▸ **DO THIS**: Copy each of the following lines word for word, from the first to the last.
═══ WORKING DATA
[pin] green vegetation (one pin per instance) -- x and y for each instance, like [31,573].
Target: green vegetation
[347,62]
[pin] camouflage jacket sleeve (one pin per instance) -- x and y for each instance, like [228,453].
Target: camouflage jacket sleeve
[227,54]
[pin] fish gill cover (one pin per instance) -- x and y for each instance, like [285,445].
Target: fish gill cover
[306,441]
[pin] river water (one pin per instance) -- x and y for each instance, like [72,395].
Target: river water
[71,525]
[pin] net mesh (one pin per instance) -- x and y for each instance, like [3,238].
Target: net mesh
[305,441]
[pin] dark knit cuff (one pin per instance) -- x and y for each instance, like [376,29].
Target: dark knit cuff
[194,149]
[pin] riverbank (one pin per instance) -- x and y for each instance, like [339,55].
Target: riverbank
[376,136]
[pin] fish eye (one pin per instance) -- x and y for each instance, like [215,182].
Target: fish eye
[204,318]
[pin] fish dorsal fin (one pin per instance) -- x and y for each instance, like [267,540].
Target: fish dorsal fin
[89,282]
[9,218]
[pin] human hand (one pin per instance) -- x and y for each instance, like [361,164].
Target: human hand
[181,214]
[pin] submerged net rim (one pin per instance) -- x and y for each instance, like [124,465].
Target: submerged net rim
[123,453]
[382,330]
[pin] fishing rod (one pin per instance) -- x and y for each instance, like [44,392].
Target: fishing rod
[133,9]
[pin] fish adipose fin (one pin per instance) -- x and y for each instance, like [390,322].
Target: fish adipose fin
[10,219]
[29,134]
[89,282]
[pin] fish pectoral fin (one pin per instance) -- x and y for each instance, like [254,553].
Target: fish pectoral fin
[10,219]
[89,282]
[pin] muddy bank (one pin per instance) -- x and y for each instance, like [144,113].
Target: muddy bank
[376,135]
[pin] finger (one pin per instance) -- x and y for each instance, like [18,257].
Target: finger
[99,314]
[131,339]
══════
▸ **CORRECT ANSWER**:
[pin] green vegetation (one pin per instance) -- x and y for each instance, like [31,573].
Target: green vegetation
[347,62]
[pin] camouflage jacket sleeve (one pin per instance) -- x and y for each instance, like [228,453].
Target: camouflage jacket sleeve
[227,54]
[pin] fish gill cover (one pin per instance) -- x and y for each instance, like [285,445].
Target: fish gill cover
[306,441]
[pin] river water (one pin per instance) -- x and y for each instance, like [72,395].
Target: river water
[71,525]
[pin] net mesh (one pin per instance) -- x and y for each instance, like [3,238].
Target: net mesh
[305,441]
[pin] dark knit cuff (one pin per instance) -- x and y for each instance, like [376,29].
Target: dark knit cuff
[194,149]
[pin] riverbank (one pin per instance) -- x and y for each instance, like [339,55].
Target: riverbank
[376,136]
[pin] fish eye (one pin per instance) -- x and y for each instance, like [215,182].
Target: fish eye
[204,318]
[pin] fish dorsal fin (one pin per instance) -- x and y for each instance, like [267,540].
Target: fish dorsal fin
[89,282]
[9,218]
[pin] human hand (one pin per instance) -- x and y for each instance, like [361,164].
Target: human hand
[181,214]
[pin] submerged net rim (one pin per instance) -- x and y for each instance, like [124,465].
Target: submerged net rim
[123,453]
[382,330]
[pin] fishing rod (one pin per instance) -- x and y for each instance, like [44,392].
Target: fishing rod
[133,9]
[pin] fish adipose fin (one pin per instance) -- x and y for each instance, like [390,322].
Target: fish adipose fin
[10,219]
[29,134]
[89,282]
[pin] fish pectoral fin (one pin per instance) -- x and y for each instance, like [254,553].
Target: fish pectoral fin
[10,219]
[89,282]
[pin] muddy bank (one pin per instance) -- x and y for each instance, like [144,113].
Target: muddy bank
[376,135]
[pin] finger (one pin per instance) -- x and y for each instance, like [18,257].
Target: finger
[99,314]
[131,339]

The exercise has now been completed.